## WHAT THE TASK REQUIRES
In the listing below, find the line containing "Target: green grass" and the line containing "Each instance of the maroon". Repeat exactly those two lines and every line between them, nothing more.

## SUPPLIED DATA
•••

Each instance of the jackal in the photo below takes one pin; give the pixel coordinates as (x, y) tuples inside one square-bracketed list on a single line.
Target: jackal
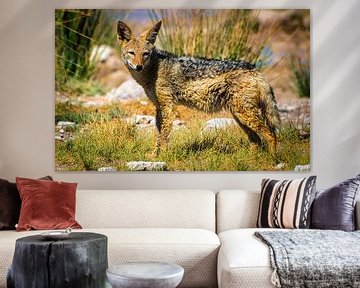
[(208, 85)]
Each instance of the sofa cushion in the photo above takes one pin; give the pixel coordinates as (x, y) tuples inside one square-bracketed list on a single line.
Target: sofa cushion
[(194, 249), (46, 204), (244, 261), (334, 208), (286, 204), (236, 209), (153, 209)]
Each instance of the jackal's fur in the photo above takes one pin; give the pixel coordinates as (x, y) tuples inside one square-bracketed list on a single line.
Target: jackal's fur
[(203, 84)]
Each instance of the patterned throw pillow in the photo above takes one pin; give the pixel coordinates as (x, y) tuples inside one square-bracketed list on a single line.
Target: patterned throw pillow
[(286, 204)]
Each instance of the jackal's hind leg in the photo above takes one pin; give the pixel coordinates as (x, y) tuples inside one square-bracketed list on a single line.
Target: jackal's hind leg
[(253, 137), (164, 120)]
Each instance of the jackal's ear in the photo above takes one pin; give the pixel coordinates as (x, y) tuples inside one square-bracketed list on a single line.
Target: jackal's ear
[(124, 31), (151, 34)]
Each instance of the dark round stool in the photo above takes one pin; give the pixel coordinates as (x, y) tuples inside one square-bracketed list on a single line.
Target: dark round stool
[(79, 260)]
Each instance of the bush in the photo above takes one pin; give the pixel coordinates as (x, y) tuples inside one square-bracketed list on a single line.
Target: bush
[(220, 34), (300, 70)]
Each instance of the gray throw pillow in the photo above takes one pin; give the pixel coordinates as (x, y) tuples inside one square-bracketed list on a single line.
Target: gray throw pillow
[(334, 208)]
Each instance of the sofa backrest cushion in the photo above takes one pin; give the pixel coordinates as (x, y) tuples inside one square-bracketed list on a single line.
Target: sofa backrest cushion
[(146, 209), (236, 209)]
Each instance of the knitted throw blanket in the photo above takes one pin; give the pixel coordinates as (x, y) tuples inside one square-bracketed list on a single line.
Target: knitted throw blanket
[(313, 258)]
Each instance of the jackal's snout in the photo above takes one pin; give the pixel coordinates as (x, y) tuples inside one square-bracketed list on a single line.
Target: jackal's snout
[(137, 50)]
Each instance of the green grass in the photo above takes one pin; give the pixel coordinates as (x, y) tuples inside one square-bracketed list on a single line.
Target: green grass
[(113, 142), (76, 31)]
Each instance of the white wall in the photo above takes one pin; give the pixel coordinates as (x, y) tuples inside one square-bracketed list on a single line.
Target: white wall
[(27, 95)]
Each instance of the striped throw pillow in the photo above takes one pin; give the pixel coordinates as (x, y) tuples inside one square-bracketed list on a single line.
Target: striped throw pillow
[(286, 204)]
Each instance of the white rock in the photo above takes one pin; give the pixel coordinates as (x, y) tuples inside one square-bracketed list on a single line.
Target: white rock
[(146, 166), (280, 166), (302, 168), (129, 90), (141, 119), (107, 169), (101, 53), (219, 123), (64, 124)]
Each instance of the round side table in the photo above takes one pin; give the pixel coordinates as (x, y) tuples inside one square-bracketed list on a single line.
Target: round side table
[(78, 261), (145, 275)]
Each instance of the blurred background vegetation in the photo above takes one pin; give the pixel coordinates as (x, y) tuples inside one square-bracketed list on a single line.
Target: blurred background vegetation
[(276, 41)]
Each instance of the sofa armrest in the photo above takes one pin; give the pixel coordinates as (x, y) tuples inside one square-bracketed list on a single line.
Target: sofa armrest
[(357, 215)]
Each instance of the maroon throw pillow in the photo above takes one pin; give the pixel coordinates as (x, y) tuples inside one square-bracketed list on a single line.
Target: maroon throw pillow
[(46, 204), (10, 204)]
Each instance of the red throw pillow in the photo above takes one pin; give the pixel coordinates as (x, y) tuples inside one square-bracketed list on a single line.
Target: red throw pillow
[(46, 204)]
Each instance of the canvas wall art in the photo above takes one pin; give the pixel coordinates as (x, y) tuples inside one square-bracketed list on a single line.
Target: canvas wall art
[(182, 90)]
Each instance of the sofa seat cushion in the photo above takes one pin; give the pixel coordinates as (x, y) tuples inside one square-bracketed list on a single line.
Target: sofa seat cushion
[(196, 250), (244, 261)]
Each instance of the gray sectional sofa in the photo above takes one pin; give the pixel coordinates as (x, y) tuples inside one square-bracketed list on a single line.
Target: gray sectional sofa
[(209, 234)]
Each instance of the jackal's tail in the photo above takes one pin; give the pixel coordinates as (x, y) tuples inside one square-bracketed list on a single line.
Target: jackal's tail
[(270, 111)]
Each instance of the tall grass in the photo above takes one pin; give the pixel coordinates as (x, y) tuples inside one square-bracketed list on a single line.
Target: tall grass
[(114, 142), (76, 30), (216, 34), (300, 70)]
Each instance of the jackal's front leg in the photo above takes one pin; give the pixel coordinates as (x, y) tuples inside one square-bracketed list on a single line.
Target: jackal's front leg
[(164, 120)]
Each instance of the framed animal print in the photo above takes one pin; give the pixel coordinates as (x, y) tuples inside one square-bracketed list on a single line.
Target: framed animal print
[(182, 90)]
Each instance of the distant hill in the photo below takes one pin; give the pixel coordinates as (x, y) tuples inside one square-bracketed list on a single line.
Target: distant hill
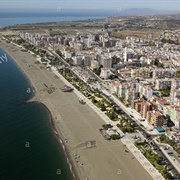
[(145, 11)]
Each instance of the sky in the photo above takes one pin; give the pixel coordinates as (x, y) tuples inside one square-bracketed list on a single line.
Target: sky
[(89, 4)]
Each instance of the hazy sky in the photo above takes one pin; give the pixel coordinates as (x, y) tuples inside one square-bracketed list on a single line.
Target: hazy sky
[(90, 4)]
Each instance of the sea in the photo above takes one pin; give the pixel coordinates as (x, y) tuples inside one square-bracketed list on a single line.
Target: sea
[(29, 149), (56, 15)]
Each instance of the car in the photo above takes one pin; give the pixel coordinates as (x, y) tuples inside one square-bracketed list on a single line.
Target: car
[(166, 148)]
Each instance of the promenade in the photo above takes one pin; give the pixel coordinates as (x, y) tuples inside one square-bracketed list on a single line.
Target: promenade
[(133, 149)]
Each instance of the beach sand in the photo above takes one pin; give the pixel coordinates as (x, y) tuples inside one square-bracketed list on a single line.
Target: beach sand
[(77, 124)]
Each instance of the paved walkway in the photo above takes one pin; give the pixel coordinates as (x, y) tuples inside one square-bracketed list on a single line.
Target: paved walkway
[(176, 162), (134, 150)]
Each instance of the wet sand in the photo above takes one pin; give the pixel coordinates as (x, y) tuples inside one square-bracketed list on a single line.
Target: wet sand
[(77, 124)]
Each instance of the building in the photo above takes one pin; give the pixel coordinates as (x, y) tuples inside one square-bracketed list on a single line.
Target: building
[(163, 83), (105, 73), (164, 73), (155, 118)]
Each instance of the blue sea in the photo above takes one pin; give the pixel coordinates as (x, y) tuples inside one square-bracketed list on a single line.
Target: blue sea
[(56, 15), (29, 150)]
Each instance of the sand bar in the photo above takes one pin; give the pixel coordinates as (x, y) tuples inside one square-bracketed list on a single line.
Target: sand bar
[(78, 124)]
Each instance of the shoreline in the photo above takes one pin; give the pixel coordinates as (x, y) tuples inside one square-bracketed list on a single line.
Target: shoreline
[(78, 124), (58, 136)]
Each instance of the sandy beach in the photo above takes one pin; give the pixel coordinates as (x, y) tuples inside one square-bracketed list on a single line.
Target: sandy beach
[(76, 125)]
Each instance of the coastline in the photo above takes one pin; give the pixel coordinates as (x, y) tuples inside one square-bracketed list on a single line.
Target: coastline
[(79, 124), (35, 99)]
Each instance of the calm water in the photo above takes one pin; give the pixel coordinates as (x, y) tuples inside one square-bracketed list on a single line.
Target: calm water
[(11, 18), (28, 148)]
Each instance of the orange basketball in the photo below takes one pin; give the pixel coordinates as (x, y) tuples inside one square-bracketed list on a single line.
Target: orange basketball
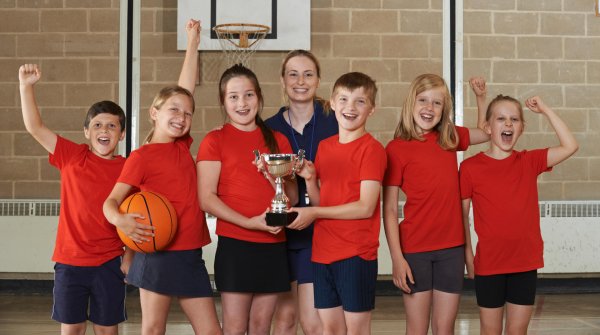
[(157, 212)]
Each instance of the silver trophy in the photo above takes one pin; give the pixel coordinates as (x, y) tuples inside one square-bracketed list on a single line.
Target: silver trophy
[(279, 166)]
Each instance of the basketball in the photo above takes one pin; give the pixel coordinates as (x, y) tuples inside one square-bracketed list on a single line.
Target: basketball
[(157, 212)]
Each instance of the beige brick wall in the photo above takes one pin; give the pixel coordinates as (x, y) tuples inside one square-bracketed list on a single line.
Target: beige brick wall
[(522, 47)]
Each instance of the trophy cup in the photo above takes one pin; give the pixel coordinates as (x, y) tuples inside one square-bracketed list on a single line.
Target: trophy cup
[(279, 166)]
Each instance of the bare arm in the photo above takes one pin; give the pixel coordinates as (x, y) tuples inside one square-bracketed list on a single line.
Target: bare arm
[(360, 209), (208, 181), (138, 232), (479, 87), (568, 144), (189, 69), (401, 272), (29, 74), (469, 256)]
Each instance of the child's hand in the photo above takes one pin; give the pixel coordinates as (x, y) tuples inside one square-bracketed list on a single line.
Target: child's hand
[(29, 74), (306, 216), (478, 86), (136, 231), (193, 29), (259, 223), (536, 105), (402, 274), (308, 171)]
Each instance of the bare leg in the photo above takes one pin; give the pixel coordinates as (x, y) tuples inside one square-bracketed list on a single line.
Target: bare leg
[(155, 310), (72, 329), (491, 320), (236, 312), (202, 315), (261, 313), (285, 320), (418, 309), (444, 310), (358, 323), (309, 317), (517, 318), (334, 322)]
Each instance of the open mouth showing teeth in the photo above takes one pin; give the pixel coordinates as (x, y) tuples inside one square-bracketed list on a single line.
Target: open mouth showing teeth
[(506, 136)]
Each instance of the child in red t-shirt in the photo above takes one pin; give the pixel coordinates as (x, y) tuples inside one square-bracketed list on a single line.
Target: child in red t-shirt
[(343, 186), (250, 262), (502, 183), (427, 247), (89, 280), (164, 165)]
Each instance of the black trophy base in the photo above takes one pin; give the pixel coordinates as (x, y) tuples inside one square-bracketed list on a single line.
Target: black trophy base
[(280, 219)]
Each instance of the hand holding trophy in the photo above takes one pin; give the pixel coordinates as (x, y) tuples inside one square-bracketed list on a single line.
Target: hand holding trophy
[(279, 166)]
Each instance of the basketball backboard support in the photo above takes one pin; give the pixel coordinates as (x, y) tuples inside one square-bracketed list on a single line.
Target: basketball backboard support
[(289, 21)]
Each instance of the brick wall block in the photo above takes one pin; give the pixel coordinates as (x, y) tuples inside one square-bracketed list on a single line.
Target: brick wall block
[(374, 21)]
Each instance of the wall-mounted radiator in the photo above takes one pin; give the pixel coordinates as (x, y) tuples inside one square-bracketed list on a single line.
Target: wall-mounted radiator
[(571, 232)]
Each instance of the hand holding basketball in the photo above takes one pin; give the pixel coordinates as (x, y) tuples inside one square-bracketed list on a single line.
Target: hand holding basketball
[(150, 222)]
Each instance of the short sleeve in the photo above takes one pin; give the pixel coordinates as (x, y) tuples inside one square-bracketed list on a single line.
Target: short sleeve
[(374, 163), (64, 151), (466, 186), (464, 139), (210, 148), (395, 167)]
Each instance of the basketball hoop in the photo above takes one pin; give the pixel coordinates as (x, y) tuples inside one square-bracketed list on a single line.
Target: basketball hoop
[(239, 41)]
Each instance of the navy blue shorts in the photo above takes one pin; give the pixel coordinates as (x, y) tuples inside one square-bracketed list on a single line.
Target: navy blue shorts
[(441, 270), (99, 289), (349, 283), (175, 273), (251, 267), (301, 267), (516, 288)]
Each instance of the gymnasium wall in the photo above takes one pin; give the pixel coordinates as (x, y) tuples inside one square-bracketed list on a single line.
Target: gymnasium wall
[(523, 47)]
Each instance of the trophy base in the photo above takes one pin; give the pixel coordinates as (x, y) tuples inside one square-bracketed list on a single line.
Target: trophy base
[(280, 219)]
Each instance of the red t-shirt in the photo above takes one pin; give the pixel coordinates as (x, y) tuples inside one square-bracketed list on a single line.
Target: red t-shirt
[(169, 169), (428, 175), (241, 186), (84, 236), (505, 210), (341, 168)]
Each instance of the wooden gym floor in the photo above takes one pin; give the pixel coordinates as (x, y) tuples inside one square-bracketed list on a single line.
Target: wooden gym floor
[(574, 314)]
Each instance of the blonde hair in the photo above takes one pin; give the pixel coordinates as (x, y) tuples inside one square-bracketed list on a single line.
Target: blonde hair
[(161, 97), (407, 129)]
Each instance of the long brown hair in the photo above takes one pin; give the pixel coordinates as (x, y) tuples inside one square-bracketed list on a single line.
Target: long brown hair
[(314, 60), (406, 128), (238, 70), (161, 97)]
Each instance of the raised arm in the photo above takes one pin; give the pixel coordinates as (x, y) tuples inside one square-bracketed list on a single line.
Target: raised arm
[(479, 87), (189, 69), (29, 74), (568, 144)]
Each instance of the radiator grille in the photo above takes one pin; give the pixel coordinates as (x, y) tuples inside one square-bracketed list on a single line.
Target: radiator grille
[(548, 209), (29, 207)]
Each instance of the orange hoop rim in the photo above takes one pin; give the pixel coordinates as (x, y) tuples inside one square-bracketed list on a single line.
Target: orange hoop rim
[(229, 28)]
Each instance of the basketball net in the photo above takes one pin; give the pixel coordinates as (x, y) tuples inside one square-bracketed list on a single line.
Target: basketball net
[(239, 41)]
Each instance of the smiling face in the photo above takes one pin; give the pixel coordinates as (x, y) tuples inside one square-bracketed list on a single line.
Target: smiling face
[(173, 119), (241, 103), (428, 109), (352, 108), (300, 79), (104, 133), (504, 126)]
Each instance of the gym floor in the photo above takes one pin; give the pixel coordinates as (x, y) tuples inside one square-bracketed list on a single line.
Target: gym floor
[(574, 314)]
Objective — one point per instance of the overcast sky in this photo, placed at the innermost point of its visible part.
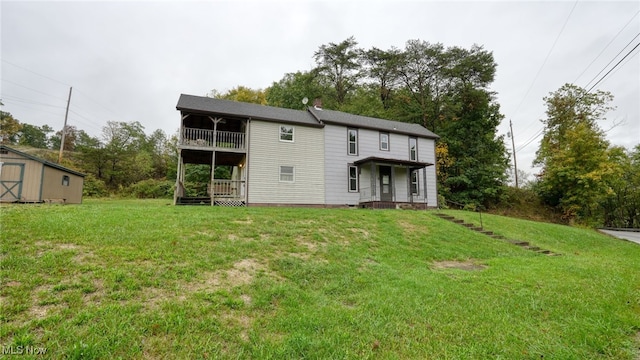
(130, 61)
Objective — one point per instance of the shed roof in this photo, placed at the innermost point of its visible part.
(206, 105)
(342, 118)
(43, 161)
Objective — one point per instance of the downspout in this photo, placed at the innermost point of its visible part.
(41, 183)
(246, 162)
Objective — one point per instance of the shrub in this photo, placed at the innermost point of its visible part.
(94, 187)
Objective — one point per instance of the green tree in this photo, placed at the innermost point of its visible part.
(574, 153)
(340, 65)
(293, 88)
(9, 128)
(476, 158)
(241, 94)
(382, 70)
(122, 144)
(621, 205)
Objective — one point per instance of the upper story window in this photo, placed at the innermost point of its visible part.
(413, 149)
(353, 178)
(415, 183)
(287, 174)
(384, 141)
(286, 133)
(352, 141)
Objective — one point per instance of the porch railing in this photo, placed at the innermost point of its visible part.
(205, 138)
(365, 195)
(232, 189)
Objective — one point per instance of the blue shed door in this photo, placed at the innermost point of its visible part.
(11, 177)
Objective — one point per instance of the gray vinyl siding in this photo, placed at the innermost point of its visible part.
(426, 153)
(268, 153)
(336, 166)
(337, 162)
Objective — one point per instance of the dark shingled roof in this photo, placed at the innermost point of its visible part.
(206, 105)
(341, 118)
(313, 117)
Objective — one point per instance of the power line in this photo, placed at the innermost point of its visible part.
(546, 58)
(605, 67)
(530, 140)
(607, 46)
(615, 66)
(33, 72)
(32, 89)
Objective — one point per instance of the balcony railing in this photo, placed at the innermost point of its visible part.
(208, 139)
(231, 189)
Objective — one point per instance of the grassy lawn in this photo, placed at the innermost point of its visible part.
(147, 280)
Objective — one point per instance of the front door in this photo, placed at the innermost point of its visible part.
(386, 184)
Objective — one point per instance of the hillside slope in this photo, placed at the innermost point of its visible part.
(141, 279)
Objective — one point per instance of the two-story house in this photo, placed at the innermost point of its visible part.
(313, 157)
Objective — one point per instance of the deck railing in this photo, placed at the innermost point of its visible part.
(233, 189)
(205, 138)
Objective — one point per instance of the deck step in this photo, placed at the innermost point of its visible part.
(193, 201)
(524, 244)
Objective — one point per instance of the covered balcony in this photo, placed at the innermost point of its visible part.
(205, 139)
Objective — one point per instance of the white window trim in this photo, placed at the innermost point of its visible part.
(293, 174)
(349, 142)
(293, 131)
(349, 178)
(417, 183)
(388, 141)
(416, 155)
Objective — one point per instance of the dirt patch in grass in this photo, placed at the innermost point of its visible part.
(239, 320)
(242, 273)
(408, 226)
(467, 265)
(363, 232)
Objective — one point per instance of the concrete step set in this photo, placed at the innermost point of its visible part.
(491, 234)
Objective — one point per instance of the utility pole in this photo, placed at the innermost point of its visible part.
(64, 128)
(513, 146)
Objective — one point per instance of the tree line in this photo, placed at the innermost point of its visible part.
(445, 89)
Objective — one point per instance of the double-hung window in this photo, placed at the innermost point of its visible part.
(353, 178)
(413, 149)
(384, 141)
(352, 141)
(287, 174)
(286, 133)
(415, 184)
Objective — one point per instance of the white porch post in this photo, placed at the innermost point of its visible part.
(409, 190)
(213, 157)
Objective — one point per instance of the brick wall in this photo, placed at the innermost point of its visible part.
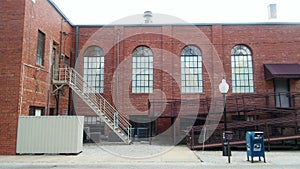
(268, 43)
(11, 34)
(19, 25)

•••

## SOLVED PROBLEM
Target: green grass
[(113, 142), (76, 31)]
Each instance of the white wall in the photo above takes one pin; give the pixel coordinates as (x, y) tuples inside one square-bracketed list on a single line.
Target: white wall
[(27, 95)]
Each instance of the striped throw pillow in the photo above takes one pin; give the pixel coordinates as (x, y) tuples inside one square-bracketed list on a single line.
Target: striped throw pillow
[(286, 204)]
Each instance of the white rock in the photo above takes one pin; give the pixel coordinates as (x, y) tuples inside one square-bracketed list on a single line.
Target: white rock
[(146, 166), (280, 166), (302, 168), (129, 90), (141, 119), (107, 169), (101, 53), (219, 123), (64, 124)]
Each instance of the round side table in the photo above takes one pin; give the pixel coordinates as (x, y) tuples inside one square-bracketed list on a single line.
Target: round side table
[(78, 261), (145, 275)]
Each instance of the blurred background vegetation in the photo above takes one pin; give the pixel coordinates as (x, y) tuples inside one square-bracketed list on a single line.
Target: blurred background vegetation
[(276, 41)]
Each instance of the sofa armrest in the photo above takes one pin; give the pixel coordinates as (x, y) tuples inside one square-bracketed list on a single line.
Target: sofa armrest
[(357, 215)]
Each instance of the maroon throw pillow in the photo above takes one pin; give the pixel coordinates as (x, y) tuples inside one square-bracketed list on a single line.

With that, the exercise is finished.